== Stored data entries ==
..............................

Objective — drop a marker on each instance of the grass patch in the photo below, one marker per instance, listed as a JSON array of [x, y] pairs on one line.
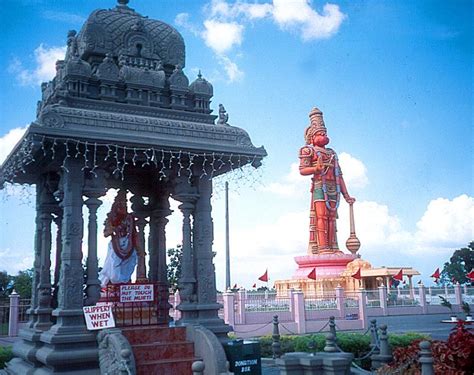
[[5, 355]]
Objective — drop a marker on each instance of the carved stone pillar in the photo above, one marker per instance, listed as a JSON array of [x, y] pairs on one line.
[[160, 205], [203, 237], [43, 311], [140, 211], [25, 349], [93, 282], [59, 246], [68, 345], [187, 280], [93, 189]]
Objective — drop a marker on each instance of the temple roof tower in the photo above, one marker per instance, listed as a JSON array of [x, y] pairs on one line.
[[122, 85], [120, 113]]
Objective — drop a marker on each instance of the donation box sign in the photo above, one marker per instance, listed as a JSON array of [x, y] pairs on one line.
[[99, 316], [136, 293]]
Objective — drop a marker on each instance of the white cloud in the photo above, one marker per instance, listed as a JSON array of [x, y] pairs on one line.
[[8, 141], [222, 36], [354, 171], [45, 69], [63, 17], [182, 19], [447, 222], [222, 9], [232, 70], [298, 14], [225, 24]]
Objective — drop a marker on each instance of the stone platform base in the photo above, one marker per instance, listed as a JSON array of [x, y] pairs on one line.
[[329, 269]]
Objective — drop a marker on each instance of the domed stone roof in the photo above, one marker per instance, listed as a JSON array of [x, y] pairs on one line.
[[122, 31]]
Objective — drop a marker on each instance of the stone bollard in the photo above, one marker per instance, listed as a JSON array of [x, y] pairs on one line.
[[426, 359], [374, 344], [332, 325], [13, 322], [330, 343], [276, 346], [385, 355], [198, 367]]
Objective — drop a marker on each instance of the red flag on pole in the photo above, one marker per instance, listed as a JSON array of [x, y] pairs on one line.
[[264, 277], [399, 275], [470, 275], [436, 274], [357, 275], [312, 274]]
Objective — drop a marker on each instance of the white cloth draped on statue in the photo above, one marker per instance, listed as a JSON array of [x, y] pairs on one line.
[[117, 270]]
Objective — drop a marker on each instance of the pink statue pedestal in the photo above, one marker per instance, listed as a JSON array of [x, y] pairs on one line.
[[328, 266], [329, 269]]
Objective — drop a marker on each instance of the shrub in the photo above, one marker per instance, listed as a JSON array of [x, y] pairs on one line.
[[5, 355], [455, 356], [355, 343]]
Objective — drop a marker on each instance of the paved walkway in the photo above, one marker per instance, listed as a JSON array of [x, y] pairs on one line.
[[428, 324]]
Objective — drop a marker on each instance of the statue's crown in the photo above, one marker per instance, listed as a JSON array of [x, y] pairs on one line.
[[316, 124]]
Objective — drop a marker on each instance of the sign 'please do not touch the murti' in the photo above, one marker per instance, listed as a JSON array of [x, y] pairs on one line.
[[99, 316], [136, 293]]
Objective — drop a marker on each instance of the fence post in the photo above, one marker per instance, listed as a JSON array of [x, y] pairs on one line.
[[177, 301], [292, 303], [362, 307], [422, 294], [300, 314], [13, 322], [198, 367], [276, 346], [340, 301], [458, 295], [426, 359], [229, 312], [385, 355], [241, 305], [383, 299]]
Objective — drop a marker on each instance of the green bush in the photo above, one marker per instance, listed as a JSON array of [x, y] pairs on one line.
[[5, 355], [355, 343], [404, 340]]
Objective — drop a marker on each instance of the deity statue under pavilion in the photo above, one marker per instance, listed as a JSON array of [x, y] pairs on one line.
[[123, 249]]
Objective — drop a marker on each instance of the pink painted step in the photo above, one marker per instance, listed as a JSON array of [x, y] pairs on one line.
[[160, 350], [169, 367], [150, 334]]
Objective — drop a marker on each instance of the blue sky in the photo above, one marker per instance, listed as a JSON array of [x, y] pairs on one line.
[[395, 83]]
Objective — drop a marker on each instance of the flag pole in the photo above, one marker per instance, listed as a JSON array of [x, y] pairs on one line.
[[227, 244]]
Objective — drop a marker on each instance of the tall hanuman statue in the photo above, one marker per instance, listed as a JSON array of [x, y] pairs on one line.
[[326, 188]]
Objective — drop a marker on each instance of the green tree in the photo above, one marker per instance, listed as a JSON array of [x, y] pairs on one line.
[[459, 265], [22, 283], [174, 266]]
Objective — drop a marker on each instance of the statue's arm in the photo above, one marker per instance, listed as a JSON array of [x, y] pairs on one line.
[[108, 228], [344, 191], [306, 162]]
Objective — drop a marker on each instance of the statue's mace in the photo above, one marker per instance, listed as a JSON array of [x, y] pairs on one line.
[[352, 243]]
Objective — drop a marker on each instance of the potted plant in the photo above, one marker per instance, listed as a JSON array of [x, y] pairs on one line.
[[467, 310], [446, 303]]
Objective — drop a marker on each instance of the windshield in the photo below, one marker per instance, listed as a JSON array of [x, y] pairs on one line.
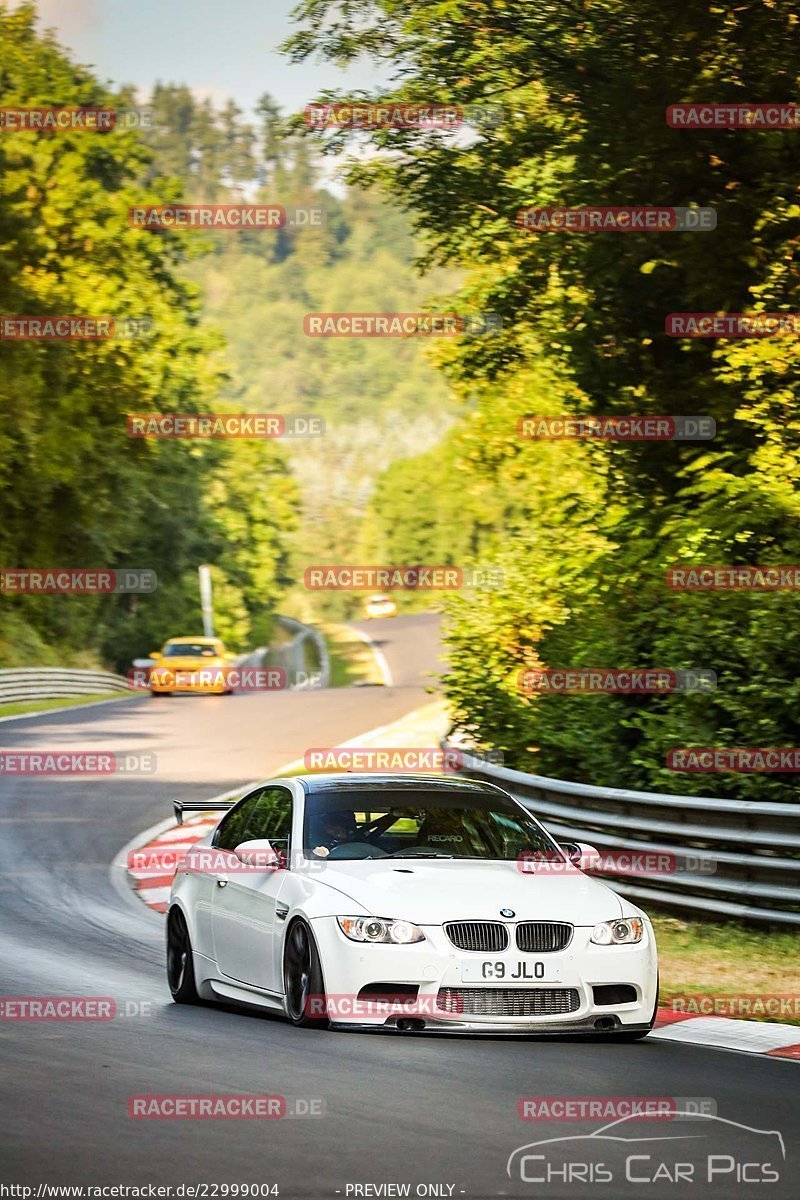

..............................

== WORK TO BE COMPLETED ==
Drop the pictures; repeat each entry above exactly.

== RESULT ==
Objective — drop a marker on each instance of the grass patch in the photo below, one marker per instance, listed as a JSON array of [x, y] pairs on one line.
[[5, 355]]
Objective — drop a marker on each instance of the carved stone pillar in the photo above, one marker per instance, listed as a JSON array of [x, y] pairs on one line.
[[160, 205], [203, 237], [43, 311], [140, 211], [25, 349], [93, 282], [59, 246], [68, 345], [187, 280], [93, 189]]
Objective — drop a marker on each instance of the temple roof tower in the photo above, one marker per instance, listed as a JSON array of [x, y] pairs on one line.
[[122, 85], [120, 113]]
Objective — drop a marker on each instance of the donation box sign in the photo above, one marker per instance, listed as a JSON array of [x, y] pairs on one line.
[[99, 316], [136, 293]]
Objective — drop a marker on each instance of the white cloud in the photo above, one marker per instance, listed as a JSON array of [x, y] pairs on one line.
[[8, 141], [222, 36], [354, 171], [45, 69], [63, 17], [182, 19], [447, 222], [222, 9], [232, 70], [298, 14], [225, 24]]
Objective — drop a marker on each instance of the stone platform base in the photo above, one marker per instance, listed as a JSON array of [x, y] pairs on one line.
[[329, 269]]
Objective — drop a marker on each instance of the domed stone roof in the photo above, one marker per instance, listed as a JSON array of [x, y] pairs on one line.
[[122, 31]]
Objective — drop a marker on each instance of the stone bollard in the photo above, one marker per instance, listed as a JSON array of [x, y] pairs on one line.
[[426, 359], [374, 344], [332, 325], [13, 322], [330, 343], [276, 346], [385, 355], [198, 367]]
Objective — drop a marker on each instance of the red flag on pole in the photo above, one marker per instance, listed as a JSON array of [x, y] pairs on one line.
[[264, 277], [399, 275], [470, 275], [436, 274], [357, 275], [312, 274]]
Objective — drop a marker on each instance of the white cloth draped on statue in the photo above, one marker per instance, listed as a JSON array of [x, y] pairs on one line.
[[117, 270]]
Objective — drop a marker on each instance of the pink statue pedestal in the photo above, one marker per instance, listed as a JSON array of [x, y] pairs on one line.
[[328, 266], [329, 269]]
Objective — drop a marker on each instance of the shrub in the photo above, one marker per instance, listed as a JSON array of [x, y] pairs on one line.
[[5, 355], [455, 356], [355, 343]]
Objective — drop a marker on each instance of the paved walkway in the photo above, one marker per instance, listed as a JSON array of [x, y] pairs on one line.
[[428, 324]]
Objective — drop a marker on each instance of the statue's crown in the photo above, one marker per instance, listed as a JSON array of [x, y] pairs on one line.
[[316, 124]]
Objective — drop a marker on each instance of the sign 'please do not touch the murti' in the photo above, one marker per instance, listed as a JSON array of [x, y] pairs on one line.
[[99, 316], [136, 293]]
Objective — drop a marker on each instance of the fence post in the photo above, one marker per instance, listed as a JSON array of [x, y] pairs on one line.
[[177, 301], [292, 303], [362, 307], [422, 294], [300, 314], [13, 322], [198, 367], [276, 346], [340, 301], [458, 295], [426, 359], [229, 312], [385, 355], [241, 305], [383, 299]]
Objective — drop a marker on each instance of the green bush in the photo above, one marker per instance, listed as a JSON array of [x, y] pairs on one line.
[[5, 355], [355, 343], [404, 340]]
Objective — drop a marker on each instance of the deity statue under pavilion in the photo above, one marker per instance, listed as a JSON array of [x, y] pairs on one line.
[[123, 249]]
Objective — drop a marker on each instance of the pink painted step in the photo above, one marker per instance, listed as a JSON array of [x, y] pairs on one line.
[[160, 350], [169, 367], [150, 334]]
Objective — drop a marker on each instance of the blue sky in the photo above, one marker per instance, listed as a JSON array of [x, y] pairs on one line.
[[395, 83]]
Objective — drop a marker on each instance of the flag pole in the photo above, one marker per instance, listed as a JSON array of [x, y] pairs on one line.
[[227, 244]]
Objective — drop a marker on each instance of the tall hanuman statue in the photo above, one marker per instance, listed as a JSON array of [x, y] pairs on one line.
[[326, 188]]
Objective — drop a marker on each instance of the green tree in the photo above, one marker per instance, listed as a JSON array of [x, y] pairs on one line.
[[459, 265], [22, 283], [174, 266]]
Objective — drop a marker on each instance of the statue's arm in the photo above, one marker per instance, listed as a JSON array of [x, y] pairs on one line.
[[108, 228], [344, 191], [306, 162]]
Objective — drop a marker on each instance of the statue's mace in the photo above, one marker per instance, listed as a JSON array of [x, y] pairs on one line.
[[352, 243]]
Objective — drop a marker on each instance of the potted plant in the photo above, one marker per instance, listed as a JSON array of [x, y] pairs on one line.
[[467, 310], [446, 303]]
Objective — drop a marker on each instance of the windshield in the photo below, one marker per instance, listed as a JSON array of [x, y] pairs on one line.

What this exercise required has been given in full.